VORLIEGENDER TEXT ::
Als ich 15 Jahre alt war, kam dann ein Wendepunkt. Durch mehr mediale Aufmerksamkeit für das Thema “weibliche Gesundheit” wurde das ganze Ausmaß der möglichen Folgeschäden durch die Einnahme der Pille an die Öffentlichkeit getragen: Wassereinlagerungen, Erhöhtes Risiko für Herz-Kreislauf-Krankheiten oder Zysten, Kopfschmerzen, Übelkeit, Stimmungsschwankungen. „Nicht mit mir!“, dachte ich damals.
Ich hab mich so befreit gefühlt, als ich die Pille absetzte. Aber statt mein Leben zurückzubekommen, bekam ich Akne, unregelmäßige und überlange Blutungen und ich hatte immer noch furchtbare Schmerzen. Die Antwort meiner Gynäkologin: Dolormin und Ibu 800.

GEGEBENE ANGABEN ::

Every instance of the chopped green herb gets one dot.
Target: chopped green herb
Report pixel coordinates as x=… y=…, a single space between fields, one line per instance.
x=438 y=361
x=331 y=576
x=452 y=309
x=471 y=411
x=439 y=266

==

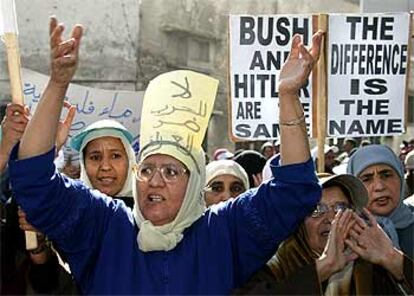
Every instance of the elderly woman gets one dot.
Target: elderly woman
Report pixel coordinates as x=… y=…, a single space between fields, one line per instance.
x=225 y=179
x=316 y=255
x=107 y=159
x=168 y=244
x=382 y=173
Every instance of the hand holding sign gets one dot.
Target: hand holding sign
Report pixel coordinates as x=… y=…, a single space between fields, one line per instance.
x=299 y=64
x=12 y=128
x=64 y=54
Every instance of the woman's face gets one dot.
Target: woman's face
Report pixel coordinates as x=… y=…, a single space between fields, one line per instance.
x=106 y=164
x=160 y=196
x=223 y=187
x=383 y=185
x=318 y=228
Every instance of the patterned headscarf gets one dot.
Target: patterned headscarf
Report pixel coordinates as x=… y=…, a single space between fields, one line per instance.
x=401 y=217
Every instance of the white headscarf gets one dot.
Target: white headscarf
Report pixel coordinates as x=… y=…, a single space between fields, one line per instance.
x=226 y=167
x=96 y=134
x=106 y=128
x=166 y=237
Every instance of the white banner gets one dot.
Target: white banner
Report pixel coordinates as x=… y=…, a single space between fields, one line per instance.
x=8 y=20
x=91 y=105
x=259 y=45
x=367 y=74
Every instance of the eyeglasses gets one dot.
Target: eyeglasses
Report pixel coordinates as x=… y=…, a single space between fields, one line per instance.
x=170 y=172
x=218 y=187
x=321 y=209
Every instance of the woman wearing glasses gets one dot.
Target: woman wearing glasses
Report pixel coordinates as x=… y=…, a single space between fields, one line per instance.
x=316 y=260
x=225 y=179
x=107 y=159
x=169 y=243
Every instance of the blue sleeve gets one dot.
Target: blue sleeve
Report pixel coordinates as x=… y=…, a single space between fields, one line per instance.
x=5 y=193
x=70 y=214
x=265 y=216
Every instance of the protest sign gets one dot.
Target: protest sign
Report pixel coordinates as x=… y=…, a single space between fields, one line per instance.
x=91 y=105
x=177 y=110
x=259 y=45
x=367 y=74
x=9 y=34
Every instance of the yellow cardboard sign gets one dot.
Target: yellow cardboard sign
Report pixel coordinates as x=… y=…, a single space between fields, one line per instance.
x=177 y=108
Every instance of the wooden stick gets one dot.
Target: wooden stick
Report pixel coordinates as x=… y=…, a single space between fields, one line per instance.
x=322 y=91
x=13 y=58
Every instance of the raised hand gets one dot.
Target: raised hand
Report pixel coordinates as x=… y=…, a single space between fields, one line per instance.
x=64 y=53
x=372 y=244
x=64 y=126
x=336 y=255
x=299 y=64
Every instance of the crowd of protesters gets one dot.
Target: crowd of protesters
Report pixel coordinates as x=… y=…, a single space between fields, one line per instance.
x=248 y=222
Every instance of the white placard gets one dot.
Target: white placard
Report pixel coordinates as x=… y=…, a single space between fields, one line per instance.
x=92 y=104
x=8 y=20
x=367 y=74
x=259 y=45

AUFGABENSTELLUNG ::
A - Welche Schmerzmittel nannte die Gynäkologin laut dem Text über die Pille als Antwort?
B - Kopiere aus dem Text über die Pille den Abschnitt von „Ich hab mich“ bis „und Ibu 800.“ ohne jede Änderung.
C - Schreibe den Text über die Pille im Anschluss an seinen letzten Satz weiter.
Die Zeilen sind eigenständiges Material und haben mit dem Text über die Pille nichts zu tun.

LÖSUNGEN ::
A - Dolormin und Ibu 800.

B -
Ich hab mich so befreit gefühlt, als ich die Pille absetzte. Aber statt mein Leben zurückzubekommen, bekam ich Akne, unregelmäßige und überlange Blutungen und ich hatte immer noch furchtbare Schmerzen. Die Antwort meiner Gynäkologin: Dolormin und Ibu 800.

C -
So habe ich dann mein Heranwachsen zur Frau verbracht, jeden Monat eine Woche im Schmerzmittel-Delirium mit Wärmflasche und Spucktüte.
„Ich will so nicht mehr leben“, dachte ich mir mit Anfang 20. Immer eingeschränkt, mit der Angst vor dem nächsten Mal. Ich fühlte mich auch, als würde ich beruflich auf der Stelle treten.
„Eine Woche Ausfall jeden Monat, ich habe so viel Zeit verpasst, so viel Zeit verschwendet mit Schmerz.“
Amal Schütz
Zum ersten Mal von Endometriose gehört habe ich in einer Fernsehsendung. Heute denke ich mir: „Wie krass, dass es so viele Betroffene gibt und mir eine TV-Show erzählen muss, dass ich das habe.“ Die Spezialistin aus der Doku habe ich dann sofort aufgesucht. Und mit sofort meine ich, dass ich ein knappes Jahr auf einen Sprechstundentermin warten musste.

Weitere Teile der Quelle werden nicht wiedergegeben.